> YOUR GOAL:
Once the line holding "One marker belongs on each instance of the distant" is found in the listing below, write it out and each later line exactly, up to and including the one holding "One marker belongs on each instance of the calm".
SOURCE DATA Start Marker
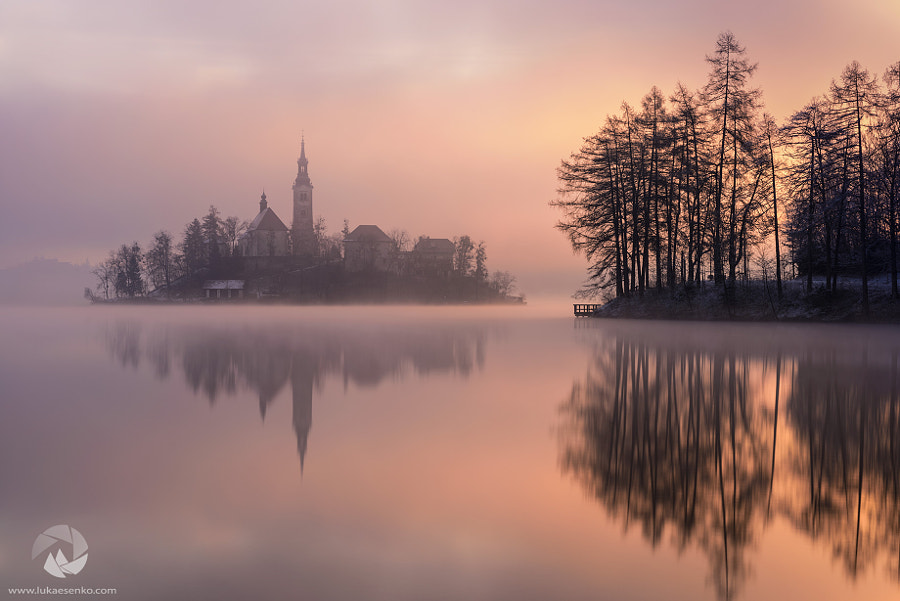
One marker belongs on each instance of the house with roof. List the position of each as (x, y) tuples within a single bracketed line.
SOURCE DATA End Marker
SOURCE DATA Start Marker
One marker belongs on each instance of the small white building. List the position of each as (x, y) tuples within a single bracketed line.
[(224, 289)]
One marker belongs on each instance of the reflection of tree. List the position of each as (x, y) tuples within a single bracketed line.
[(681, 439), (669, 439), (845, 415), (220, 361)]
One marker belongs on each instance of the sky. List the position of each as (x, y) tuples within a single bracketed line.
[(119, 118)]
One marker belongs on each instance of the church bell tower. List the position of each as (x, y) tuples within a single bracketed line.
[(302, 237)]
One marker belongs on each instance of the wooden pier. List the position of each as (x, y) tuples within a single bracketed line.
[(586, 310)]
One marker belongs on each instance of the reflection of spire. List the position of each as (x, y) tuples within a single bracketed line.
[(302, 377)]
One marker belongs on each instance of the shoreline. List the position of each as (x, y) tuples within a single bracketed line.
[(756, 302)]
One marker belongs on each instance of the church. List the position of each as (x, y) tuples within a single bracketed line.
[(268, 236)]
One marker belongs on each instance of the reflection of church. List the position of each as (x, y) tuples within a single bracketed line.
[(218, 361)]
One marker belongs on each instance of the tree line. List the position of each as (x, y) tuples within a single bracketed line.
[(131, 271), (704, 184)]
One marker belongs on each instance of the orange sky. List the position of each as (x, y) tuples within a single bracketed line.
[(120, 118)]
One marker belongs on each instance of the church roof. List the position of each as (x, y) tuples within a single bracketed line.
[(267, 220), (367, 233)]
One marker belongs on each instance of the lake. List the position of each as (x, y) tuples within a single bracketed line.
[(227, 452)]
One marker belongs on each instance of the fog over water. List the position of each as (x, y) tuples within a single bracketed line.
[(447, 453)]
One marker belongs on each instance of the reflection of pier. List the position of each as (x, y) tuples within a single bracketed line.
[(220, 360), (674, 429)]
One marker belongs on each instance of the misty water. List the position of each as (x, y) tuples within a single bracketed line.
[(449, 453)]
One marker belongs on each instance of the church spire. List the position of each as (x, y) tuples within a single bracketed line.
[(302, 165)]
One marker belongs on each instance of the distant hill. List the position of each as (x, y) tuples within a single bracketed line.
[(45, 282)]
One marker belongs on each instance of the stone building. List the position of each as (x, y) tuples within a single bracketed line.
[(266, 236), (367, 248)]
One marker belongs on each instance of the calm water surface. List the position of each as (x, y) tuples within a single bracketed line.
SOURCE DATA End Marker
SOURCE DATA Start Marker
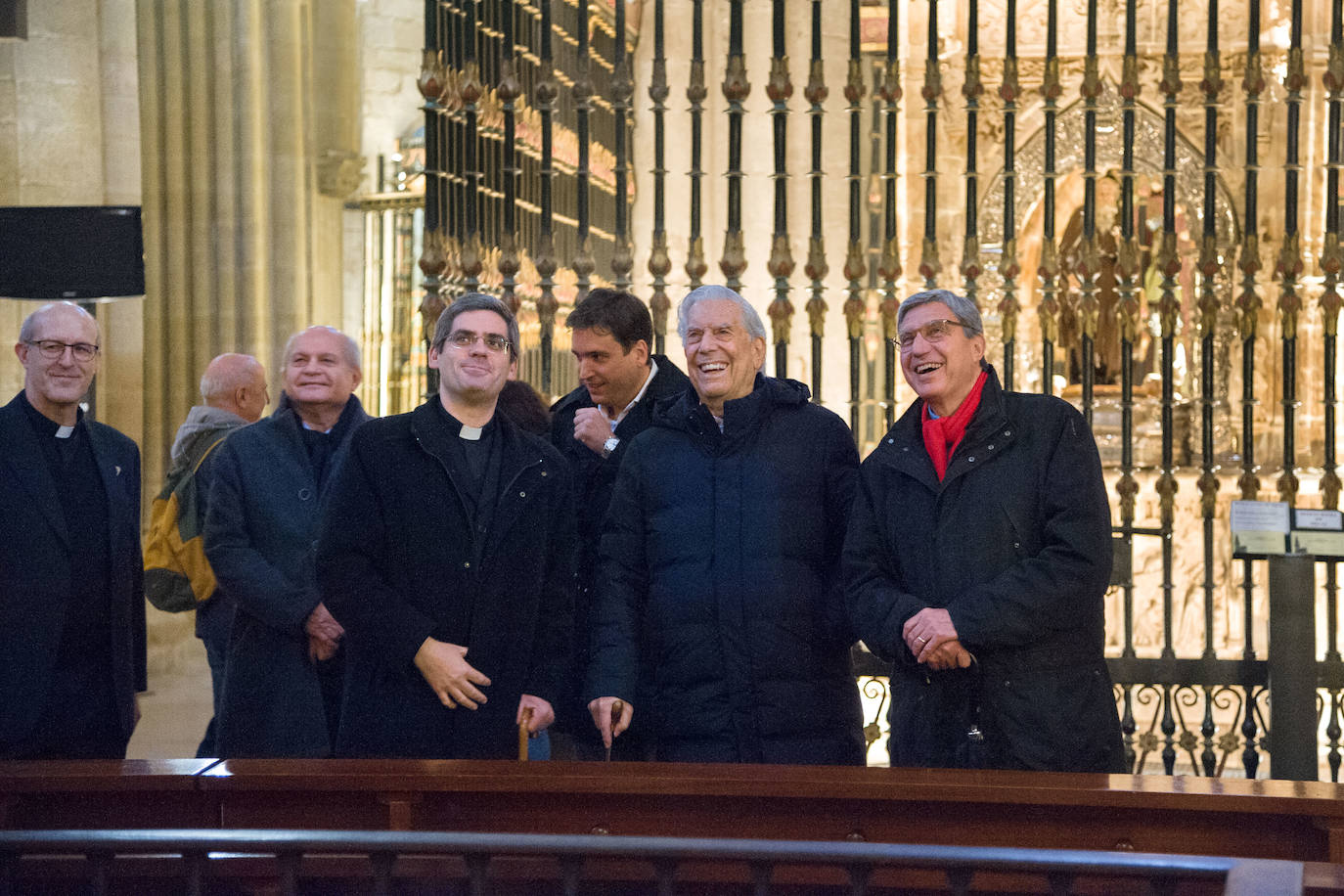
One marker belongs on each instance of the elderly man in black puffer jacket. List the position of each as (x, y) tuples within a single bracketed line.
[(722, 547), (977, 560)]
SOURCE DATA End Marker
> RESULT FOR THIS TASK:
One marker belongs on each instance of the distant hill. List the position of each as (x, y) tuples within a single bracketed line.
[(45, 282)]
One marker belongs on each instance of the stone building. List the position of each as (x, y) tuples within a single bracketed line.
[(266, 236), (367, 248)]
One marker belongs on each instance of the calm water surface. List the position of each as (x, y) tuples within a single bracketed line.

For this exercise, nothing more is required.